→ **PROBLEM SET**
1) Rewrite the paragraph beginning "Brewer and her spokespeople have been treated" from the post about Jan Brewer below in a single shorter sentence, keeping its main facts.
2) In one to three sentences, explain why the writer of the post about Jan Brewer below calls her tears fake.

→ **PASSAGE TO READ**
Brewer’s Bruised Feelings

Jan Brewer is really, really upset at some of the criticism she has received since she cheerfully signed Arizona’s draconian anti-immigrant law for personal political gain:

“The Nazi comments . . . they are awful,” she said, her voice dropping. “Knowing that my father died fighting the Nazi regime in Germany, that I lost him when I was 11 because of that . . . and then to have them call me Hitler’s daughter. It hurts. It’s ugliness beyond anything I’ve ever experienced.”

Guess what? Them tears was crocodile tears. Totally fake. As fake as the script she made up for that performance:

Gov. Jan Brewer said in a recent interview that her father died fighting Nazis in Germany. In fact, the death of Wilford Drinkwine came 10 years after World War II had ended.

During the war, Drinkwine worked as a civilian supervisor for a naval munitions depot in Hawthorne, Nev. He died of lung disease in 1955 in California.

So her father wasn’t a soldier, never fought in Germany, and died in California long after the war ended. How did the governor respond when she was confronted with these facts?

Surprise, surprise!

Officials with the governor’s administration said her statement should not be taken to mean that she was claiming her father was a soldier in Germany during the Nazi regime.
[...]
“She wasn’t embellishing the story at all,” (spokesman Paul) Senseman said Tuesday. “You’re reading something into this that isn’t there.”

(When I wrote this post last night, I had to stop here, because at this point I was literally speechless. But this morning I have managed to recover.)

Brewer and her spokespeople have been treated to howls of derision over this incident. But once they decided that their basic stand was going to be that Brewer had not misrepresented her father’s war record, they had only two choices.

Go with the statement they put out, or offer some Ph.D. level parsing, along the lines of:

When Governor Brewer said “my father died fighting the Nazi regime in Germany”, it should have been perfectly clear to everyone that she meant “My father, who never served in the military, died ten years after the war due to health issues arising from the toxic fumes he inhaled at the ammunition factory he worked in during the war that we fought against the Nazi regime, which, just in case anyone is confused about the issue, was the regime in Germany (and not Italy or Japan, or anywhere else, for that matter).”

I guess they felt that might lead to even more derision than they are facing now.

→ **EXTRACTED DATA**
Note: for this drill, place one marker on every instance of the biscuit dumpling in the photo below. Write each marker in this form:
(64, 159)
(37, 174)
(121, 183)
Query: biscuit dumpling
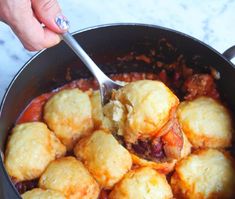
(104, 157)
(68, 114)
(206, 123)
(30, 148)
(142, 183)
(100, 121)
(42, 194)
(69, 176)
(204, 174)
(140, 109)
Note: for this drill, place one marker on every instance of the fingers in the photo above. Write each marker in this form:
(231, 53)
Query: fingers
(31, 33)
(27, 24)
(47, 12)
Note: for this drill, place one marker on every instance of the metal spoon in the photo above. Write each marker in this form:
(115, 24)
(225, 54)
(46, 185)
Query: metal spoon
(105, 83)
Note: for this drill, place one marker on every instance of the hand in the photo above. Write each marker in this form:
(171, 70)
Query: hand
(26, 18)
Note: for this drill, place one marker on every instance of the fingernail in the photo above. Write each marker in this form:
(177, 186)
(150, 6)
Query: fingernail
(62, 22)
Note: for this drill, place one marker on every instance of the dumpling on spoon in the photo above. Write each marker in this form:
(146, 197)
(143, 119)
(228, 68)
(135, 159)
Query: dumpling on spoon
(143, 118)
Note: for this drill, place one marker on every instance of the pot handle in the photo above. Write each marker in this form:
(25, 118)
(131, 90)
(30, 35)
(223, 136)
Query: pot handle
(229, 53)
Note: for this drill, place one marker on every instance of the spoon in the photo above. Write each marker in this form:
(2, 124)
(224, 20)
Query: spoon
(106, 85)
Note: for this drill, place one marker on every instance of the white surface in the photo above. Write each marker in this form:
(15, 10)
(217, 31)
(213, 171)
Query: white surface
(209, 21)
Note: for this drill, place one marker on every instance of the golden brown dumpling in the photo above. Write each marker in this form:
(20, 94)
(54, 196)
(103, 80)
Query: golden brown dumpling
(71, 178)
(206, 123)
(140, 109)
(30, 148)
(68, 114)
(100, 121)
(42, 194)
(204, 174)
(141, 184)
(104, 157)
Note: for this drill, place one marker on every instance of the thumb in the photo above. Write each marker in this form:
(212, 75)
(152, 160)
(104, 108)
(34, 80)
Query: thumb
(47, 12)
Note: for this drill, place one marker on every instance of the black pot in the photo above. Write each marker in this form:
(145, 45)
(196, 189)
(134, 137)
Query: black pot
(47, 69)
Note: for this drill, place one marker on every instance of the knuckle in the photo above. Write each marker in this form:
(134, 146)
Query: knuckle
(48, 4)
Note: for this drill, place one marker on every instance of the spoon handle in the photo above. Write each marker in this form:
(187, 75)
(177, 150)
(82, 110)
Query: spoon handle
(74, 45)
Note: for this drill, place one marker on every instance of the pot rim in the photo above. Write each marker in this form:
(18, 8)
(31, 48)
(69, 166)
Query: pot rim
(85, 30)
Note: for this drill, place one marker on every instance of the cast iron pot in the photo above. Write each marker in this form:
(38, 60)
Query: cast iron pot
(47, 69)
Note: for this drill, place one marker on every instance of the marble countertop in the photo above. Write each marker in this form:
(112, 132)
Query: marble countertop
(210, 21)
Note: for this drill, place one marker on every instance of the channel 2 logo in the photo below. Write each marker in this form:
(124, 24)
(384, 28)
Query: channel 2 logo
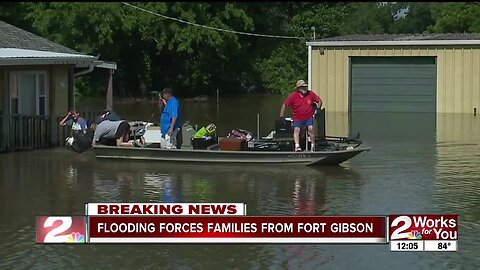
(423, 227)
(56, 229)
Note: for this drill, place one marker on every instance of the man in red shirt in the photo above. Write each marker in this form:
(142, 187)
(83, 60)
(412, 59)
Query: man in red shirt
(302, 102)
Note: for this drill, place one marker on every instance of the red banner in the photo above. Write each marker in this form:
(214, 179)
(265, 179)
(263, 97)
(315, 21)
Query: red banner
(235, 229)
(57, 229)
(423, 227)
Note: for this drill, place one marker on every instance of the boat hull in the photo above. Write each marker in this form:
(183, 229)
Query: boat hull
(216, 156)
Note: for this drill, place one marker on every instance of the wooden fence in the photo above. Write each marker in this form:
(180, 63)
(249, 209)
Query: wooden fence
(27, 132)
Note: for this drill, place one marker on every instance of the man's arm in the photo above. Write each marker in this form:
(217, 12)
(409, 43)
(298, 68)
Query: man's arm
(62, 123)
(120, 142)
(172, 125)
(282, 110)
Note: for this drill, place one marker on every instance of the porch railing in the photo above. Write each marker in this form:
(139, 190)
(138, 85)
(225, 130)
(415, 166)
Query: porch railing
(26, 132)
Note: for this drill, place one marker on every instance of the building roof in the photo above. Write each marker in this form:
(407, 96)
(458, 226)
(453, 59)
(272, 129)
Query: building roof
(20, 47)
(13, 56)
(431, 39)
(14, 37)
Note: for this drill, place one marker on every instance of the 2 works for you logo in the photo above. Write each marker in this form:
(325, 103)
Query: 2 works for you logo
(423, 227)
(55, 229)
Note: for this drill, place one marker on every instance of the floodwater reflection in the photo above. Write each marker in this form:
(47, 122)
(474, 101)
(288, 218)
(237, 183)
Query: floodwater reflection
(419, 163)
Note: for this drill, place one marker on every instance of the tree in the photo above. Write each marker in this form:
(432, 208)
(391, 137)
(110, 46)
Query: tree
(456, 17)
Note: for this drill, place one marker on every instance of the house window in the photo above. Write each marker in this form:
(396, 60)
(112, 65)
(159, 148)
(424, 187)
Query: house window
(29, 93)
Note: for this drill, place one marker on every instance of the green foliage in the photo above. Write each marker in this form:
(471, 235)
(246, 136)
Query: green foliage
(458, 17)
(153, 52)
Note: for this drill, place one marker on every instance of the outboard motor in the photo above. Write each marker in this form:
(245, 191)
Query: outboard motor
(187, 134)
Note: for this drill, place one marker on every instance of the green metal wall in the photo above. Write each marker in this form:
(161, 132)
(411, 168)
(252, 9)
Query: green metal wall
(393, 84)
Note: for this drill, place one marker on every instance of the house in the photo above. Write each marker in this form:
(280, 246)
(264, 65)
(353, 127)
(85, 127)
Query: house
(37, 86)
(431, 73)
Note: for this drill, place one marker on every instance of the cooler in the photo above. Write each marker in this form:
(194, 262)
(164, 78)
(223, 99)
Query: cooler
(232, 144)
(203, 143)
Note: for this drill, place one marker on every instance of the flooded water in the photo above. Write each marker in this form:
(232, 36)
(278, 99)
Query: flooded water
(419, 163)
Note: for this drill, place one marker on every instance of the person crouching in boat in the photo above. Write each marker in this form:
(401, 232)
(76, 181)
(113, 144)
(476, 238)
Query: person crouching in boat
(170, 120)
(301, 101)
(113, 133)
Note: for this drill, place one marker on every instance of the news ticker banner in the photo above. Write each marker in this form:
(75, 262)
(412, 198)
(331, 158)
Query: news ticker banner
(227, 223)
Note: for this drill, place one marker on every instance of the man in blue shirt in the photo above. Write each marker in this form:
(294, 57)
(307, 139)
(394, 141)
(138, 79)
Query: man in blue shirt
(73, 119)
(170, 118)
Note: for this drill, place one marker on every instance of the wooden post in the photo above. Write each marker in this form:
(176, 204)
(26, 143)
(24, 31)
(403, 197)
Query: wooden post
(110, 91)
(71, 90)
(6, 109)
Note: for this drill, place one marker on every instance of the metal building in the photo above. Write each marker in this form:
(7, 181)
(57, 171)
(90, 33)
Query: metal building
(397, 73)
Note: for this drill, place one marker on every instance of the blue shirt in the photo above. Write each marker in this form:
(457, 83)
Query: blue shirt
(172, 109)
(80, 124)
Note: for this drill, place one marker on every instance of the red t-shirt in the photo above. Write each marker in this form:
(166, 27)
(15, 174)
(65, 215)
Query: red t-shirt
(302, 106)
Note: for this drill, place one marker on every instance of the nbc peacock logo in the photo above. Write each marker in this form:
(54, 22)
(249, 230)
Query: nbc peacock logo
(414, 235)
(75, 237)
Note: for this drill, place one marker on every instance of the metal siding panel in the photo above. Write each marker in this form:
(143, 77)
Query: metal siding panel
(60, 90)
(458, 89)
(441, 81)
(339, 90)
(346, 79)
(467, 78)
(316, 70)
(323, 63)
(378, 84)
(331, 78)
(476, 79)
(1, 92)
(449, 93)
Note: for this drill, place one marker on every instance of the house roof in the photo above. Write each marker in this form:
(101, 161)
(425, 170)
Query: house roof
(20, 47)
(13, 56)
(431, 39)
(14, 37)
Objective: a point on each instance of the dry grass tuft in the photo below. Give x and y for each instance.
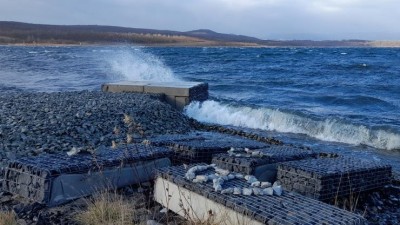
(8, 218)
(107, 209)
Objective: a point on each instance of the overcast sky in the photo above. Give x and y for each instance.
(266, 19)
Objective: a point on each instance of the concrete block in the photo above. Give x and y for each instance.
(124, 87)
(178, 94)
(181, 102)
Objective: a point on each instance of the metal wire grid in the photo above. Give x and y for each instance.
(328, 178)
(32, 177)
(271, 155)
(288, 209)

→ **TASK ANSWERS**
1) Brewer and her spokespeople drew howls of derision, and once they chose to maintain that she had not misrepresented her father's war record, only two options remained.

2) She said her father died fighting the Nazi regime in Germany, but he was never a soldier. He worked as a civilian supervisor at a naval munitions depot in Hawthorne, Nevada, during the war and died of lung disease in California in 1955, ten years after World War II ended.